REQUIREMENT: Gather every line of the records below that contains the word "surface".

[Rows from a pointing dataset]
## begin
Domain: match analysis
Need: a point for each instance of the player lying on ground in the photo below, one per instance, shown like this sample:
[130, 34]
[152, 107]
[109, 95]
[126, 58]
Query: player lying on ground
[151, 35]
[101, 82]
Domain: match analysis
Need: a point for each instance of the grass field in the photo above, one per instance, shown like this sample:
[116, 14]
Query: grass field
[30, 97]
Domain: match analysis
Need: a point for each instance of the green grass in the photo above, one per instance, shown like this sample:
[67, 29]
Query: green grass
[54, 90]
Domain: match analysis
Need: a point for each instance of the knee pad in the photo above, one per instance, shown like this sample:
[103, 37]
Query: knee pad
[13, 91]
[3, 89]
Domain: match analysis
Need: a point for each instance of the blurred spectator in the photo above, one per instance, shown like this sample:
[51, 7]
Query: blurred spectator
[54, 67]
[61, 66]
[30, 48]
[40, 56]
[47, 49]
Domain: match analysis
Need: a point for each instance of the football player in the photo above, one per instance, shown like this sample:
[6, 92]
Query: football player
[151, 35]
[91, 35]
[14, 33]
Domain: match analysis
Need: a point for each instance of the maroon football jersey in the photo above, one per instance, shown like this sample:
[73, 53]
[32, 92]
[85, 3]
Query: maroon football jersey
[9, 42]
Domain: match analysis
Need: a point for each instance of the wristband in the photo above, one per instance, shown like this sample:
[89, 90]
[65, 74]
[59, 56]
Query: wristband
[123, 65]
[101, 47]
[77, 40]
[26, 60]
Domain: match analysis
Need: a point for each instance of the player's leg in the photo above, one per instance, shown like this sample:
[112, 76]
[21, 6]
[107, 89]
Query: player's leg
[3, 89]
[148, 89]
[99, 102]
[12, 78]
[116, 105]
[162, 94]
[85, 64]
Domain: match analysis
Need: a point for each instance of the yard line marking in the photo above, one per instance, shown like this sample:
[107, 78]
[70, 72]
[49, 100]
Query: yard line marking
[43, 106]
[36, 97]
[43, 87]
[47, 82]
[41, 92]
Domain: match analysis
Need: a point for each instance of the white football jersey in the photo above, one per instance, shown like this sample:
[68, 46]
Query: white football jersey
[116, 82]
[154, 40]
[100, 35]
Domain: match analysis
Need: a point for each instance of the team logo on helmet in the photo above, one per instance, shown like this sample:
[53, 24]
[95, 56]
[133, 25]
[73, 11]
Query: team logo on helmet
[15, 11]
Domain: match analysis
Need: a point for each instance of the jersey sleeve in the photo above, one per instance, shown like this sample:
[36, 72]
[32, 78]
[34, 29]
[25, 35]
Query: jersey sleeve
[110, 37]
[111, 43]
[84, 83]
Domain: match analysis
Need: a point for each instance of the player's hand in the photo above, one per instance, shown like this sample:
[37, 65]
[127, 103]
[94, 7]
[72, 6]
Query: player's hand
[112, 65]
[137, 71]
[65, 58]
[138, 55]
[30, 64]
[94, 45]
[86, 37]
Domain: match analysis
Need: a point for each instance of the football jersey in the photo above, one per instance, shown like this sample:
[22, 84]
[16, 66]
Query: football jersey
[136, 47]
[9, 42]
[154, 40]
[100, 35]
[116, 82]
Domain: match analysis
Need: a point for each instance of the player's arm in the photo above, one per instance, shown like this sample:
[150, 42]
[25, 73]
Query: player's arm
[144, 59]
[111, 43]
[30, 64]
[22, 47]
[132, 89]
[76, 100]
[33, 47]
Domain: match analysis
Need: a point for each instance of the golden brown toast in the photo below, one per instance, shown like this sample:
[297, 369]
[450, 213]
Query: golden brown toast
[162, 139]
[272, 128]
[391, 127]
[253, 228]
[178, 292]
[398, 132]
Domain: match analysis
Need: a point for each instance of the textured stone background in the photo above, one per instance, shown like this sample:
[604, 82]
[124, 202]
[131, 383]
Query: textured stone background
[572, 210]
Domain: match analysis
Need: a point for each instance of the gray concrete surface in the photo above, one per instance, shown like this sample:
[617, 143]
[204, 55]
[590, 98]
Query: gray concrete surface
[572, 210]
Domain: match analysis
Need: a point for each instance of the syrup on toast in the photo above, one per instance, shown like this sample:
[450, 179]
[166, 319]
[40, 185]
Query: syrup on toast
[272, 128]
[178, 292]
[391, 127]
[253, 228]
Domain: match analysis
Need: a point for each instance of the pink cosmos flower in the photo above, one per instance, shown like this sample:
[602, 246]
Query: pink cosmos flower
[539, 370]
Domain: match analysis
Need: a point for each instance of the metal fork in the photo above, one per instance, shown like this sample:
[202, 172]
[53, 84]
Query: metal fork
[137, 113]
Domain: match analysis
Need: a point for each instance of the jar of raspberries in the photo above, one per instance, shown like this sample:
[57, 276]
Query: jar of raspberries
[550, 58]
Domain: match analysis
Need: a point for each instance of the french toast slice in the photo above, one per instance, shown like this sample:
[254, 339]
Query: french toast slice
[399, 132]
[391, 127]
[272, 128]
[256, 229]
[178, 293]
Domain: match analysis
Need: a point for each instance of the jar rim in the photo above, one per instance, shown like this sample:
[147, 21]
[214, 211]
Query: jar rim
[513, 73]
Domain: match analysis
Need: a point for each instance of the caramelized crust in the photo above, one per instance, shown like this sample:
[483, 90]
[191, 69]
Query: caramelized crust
## end
ANSWER TO THE EXERCISE:
Need: a point for each instance of the gray concrete surface in the photo above, one per instance, shown like this sample:
Query: gray concrete surface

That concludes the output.